───── Excerpt

This combination of autonomy and rootedness in context has important consequences for Adorno's view of religion in artistic production. Fundamentally, the argument of this essay will be that while rejecting the embodying of religious meaning in art and artwork in the institutionalized sense of churches or other organized religions, Adorno identified and insisted upon a revelatory role for art itself in terms of its engagement with the human condition and human values.

Adorno was in many ways a writer and thinker profoundly influenced by religion. He made extensive use of religious languages and concepts throughout his writings: to quote the modern scholar and translator Robert Hullot-Kentor, "theology is always moving right under the surface of all Adorno's writings ... theology penetrates every word."

Religion is in its essence metaphysical, and naturally tends to argue for a significance that lies in transcendence; its values seek to place themselves beyond any particular historical or cultural circumstances, to escape the limitations of context. Adorno rejected any notion of transcendence in art, but did argue for a view of art that emphasized its role as a communicator of potentialities rather than solely as a product of actualities, and for "the inevitable intertwining of material and ideal or spiritual reality."

This understanding of art can be related to what has been called Adorno's "negative theology" of disenchantment: "whoever believes in God cannot believe in God."

──────────

Return the portion of the excerpt on Adorno and religion that begins at the words "This combination of" and stops after "and human values.", copied word for word.

───── Data listing

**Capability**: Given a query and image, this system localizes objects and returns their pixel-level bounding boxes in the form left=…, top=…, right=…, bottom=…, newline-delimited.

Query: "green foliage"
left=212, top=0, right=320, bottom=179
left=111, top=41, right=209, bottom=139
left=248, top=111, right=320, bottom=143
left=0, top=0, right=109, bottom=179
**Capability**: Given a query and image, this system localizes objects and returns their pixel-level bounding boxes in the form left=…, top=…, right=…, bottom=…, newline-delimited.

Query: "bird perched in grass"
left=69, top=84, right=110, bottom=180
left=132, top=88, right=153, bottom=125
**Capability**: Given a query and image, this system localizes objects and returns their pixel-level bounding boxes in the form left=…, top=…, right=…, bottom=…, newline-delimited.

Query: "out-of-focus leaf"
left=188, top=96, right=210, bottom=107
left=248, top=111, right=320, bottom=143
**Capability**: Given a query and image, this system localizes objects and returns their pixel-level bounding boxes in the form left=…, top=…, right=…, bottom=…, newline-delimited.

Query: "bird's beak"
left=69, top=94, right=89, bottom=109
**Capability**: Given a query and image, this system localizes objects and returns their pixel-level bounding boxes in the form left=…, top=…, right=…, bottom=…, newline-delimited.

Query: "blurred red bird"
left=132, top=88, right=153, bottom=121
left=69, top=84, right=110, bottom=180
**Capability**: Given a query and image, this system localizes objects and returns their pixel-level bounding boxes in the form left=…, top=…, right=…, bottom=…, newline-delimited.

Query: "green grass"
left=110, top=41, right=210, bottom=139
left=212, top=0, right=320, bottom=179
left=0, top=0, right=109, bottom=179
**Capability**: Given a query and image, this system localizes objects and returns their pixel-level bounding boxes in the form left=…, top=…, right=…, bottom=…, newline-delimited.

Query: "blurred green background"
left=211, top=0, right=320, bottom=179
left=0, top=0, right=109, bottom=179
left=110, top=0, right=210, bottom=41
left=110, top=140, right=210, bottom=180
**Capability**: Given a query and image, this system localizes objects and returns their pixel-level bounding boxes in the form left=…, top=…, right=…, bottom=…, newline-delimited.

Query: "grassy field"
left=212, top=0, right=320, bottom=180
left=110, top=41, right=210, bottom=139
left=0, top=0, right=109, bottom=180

──────────

→ Complete output:
This combination of autonomy and rootedness in context has important consequences for Adorno's view of religion in artistic production. Fundamentally, the argument of this essay will be that while rejecting the embodying of religious meaning in art and artwork in the institutionalized sense of churches or other organized religions, Adorno identified and insisted upon a revelatory role for art itself in terms of its engagement with the human condition and human values.